Stored data entries:
───

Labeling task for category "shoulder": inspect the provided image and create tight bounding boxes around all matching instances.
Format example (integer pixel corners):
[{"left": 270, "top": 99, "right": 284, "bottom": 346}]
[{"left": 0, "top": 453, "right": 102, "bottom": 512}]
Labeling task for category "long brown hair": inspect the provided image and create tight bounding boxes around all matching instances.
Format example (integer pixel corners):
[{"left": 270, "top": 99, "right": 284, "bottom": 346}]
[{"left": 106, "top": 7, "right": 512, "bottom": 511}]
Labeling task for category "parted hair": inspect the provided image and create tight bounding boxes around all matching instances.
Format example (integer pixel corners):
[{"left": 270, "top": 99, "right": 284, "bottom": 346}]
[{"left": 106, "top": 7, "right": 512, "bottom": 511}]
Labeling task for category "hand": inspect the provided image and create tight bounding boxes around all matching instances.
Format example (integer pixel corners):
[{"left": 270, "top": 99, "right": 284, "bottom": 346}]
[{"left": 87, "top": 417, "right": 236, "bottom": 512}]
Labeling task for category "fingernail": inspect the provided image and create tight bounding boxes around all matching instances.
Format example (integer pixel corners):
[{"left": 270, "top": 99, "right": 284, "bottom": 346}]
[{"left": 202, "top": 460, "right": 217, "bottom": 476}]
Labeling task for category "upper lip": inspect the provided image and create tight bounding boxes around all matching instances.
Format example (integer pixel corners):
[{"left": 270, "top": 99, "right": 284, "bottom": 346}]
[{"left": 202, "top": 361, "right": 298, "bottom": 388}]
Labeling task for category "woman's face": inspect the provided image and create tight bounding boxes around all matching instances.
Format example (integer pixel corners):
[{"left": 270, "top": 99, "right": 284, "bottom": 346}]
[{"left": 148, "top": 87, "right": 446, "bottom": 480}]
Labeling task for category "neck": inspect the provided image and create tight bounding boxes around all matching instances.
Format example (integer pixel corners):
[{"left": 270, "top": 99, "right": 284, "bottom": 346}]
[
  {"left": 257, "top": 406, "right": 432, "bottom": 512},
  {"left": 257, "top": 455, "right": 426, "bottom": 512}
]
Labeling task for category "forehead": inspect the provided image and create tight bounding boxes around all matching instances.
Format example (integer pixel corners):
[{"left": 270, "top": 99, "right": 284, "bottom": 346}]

───

■ Task requirements
Retype each record, matching it exactly.

■ Answer box
Labeling task for category "shoulder": inspect the provided image and create tight bounding boxes around all matching instances.
Format example (integer pixel corners):
[{"left": 270, "top": 99, "right": 284, "bottom": 346}]
[{"left": 0, "top": 453, "right": 102, "bottom": 512}]
Labeling task for category "long brown hair": inspect the provided image and create tight bounding boxes around all matching instances.
Format example (integer pixel corners):
[{"left": 270, "top": 99, "right": 284, "bottom": 346}]
[{"left": 106, "top": 7, "right": 512, "bottom": 511}]
Labeling task for category "parted hair": inspect the provided image and create tight bounding boxes around all matching instances.
Format example (integer pixel corners):
[{"left": 270, "top": 99, "right": 284, "bottom": 346}]
[{"left": 106, "top": 7, "right": 512, "bottom": 511}]
Labeling task for category "hand": inspect the provided image and create tight bounding boxes around all matching instances.
Format example (integer pixel corners):
[{"left": 270, "top": 99, "right": 284, "bottom": 346}]
[{"left": 87, "top": 417, "right": 236, "bottom": 512}]
Labeling task for category "fingernail": inspect the provided image and create tight bounding boxes around all matching instances.
Format example (integer pixel corners):
[{"left": 270, "top": 99, "right": 284, "bottom": 346}]
[{"left": 202, "top": 460, "right": 217, "bottom": 476}]
Labeling task for category "upper lip": inspect the provided image and create tight bounding boxes around all matching instances.
Format example (integer pixel corners):
[{"left": 270, "top": 99, "right": 284, "bottom": 346}]
[{"left": 202, "top": 361, "right": 298, "bottom": 388}]
Labeling task for category "woman's face": inspect the provided image and create tight bounding boxes around all matching instances.
Format example (integer pixel corners):
[{"left": 270, "top": 99, "right": 284, "bottom": 346}]
[{"left": 148, "top": 87, "right": 446, "bottom": 480}]
Labeling task for category "neck": inspect the provided image and create tight bounding boxes around all matching instances.
Format example (integer pixel corners):
[{"left": 270, "top": 99, "right": 284, "bottom": 346}]
[
  {"left": 257, "top": 406, "right": 432, "bottom": 512},
  {"left": 257, "top": 455, "right": 426, "bottom": 512}
]
Labeling task for category "forehead": inspect the provided image and create tight bounding boxes around all matching instances.
Format example (integer pixel corners):
[{"left": 270, "top": 99, "right": 284, "bottom": 346}]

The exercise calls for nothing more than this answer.